→ **WRITTEN TASK**
Return the line containing "Please put a point on each instance of the white" and all lines after it exactly; stop at the end of the material.

================

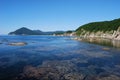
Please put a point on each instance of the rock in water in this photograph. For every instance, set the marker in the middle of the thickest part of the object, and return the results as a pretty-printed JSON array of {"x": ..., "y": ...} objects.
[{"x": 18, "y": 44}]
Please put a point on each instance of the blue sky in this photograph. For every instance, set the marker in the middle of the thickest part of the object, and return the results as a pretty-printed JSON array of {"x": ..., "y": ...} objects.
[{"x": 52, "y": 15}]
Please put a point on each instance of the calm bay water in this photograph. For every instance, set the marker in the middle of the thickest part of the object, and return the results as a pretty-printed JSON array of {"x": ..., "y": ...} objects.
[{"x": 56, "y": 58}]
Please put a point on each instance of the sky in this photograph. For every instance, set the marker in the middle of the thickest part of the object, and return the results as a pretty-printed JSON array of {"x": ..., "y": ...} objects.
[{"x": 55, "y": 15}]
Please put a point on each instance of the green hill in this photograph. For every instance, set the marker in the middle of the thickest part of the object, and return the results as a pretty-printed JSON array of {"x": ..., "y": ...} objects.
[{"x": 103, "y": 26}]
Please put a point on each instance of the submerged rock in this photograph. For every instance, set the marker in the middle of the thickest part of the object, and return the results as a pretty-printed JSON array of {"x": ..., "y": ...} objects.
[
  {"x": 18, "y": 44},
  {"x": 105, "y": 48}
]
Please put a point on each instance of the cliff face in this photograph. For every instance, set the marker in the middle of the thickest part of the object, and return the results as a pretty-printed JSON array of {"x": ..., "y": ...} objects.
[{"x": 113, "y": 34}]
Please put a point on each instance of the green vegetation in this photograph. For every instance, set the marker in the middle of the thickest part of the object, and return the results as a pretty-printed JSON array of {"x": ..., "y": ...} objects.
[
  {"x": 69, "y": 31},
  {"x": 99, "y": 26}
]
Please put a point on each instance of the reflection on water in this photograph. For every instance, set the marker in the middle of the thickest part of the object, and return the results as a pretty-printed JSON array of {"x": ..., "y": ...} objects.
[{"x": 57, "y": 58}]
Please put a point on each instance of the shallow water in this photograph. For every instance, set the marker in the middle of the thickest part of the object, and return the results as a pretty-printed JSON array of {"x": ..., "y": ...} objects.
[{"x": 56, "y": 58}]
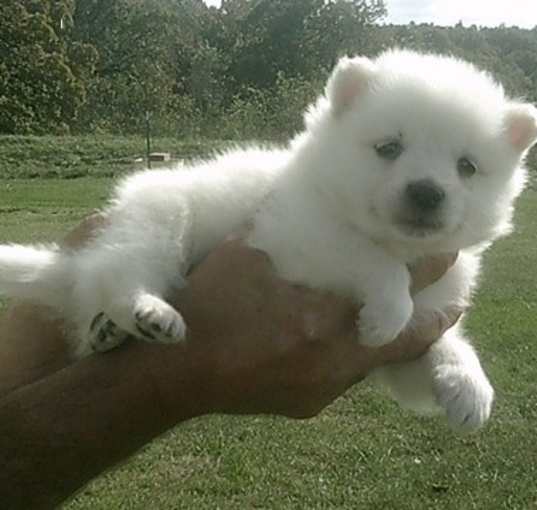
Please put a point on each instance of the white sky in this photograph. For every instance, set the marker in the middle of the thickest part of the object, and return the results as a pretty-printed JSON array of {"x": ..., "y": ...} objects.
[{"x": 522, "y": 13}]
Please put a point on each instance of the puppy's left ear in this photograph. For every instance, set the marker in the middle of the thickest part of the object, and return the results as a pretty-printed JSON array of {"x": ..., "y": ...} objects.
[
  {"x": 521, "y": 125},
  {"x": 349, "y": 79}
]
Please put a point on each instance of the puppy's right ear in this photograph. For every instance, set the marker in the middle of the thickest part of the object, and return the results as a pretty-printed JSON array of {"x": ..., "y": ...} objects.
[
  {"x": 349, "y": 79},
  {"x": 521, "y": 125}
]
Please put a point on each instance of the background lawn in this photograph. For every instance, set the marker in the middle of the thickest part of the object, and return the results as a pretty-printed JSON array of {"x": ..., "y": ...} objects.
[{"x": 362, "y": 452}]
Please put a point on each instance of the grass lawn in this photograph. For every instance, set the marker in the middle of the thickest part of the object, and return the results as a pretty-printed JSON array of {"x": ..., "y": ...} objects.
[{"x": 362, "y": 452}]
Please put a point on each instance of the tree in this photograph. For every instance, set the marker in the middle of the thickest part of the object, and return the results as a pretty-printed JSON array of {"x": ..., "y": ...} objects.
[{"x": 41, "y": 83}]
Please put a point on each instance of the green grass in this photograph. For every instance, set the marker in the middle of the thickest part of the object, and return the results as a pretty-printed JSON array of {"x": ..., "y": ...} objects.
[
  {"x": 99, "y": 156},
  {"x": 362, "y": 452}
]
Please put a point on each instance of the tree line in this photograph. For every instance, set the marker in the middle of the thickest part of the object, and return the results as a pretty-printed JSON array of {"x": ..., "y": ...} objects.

================

→ **EXERCISE RESULT**
Please put a point on each instance of the white sky in this photograph. For every instance, set the marker in the middle of the thickest part of the object, and return the results as a pretty-printed JSON array of {"x": ..., "y": ...} objects.
[{"x": 522, "y": 13}]
Please put a point on each instance of the puppy's left ear in this photograph. For every instance, set the marker in the middle of the thickest part of the object, and return the results as a pretty-printed JSON array of {"x": ..., "y": ...} objects.
[
  {"x": 521, "y": 125},
  {"x": 349, "y": 79}
]
Please put a point on each instance of the puppy's right ear in this photograph. For every instance, set the marker in the middle of the thickest part of the object, and return the results as a pretty-printed JSON array of {"x": ..., "y": ...} objects.
[
  {"x": 349, "y": 79},
  {"x": 521, "y": 125}
]
Please put a point on each instance of the background lawn in this photograph. For every instance, set the marker in the middle of the thickest part of the object, and return the results as a pretty-printed JSON array of {"x": ..., "y": ...} objects.
[{"x": 362, "y": 452}]
Please put a point on each instance of the grass lawn in this photograph. For every instance, set the marker in the middle of the thickest part of the object, and return the results as a pretty-printed JSON array of {"x": ..., "y": ...} objects.
[{"x": 362, "y": 452}]
Please put a point on each instance of the tree in this photograph. For every instance, set the marker in the middle of the thickest part of the object, and return the results as a pretty-printed JSON array of {"x": ..., "y": ...} objects.
[{"x": 41, "y": 83}]
Please put a point on each instance of the green grass in this photograph. For every instance, set the marker in the middle of the thickest part of the object, and return the results as a pretty-printed JSON array of {"x": ..., "y": ...} objects.
[
  {"x": 99, "y": 156},
  {"x": 362, "y": 452}
]
Please put a point on each instance of the tree line in this photograph. For every instance, set the marker in the middle of the thickest part of the object, and return the results as a pretty-printed JSON array of {"x": ..., "y": ...} objects.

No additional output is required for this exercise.